▸ Brief
Copy every row below word for word, and leave the pictures out of your reply.
* Start Records to use *
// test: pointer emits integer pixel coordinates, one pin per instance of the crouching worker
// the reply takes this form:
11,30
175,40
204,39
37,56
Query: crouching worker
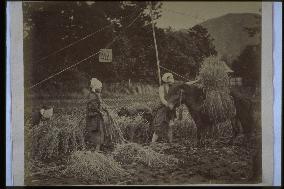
* End Records to use *
▸ The solution
// test: pointer emits integer pixel coordinates, one pin per instance of the crouching worker
// the reply takes this form:
11,30
175,40
204,39
37,56
Query: crouching worker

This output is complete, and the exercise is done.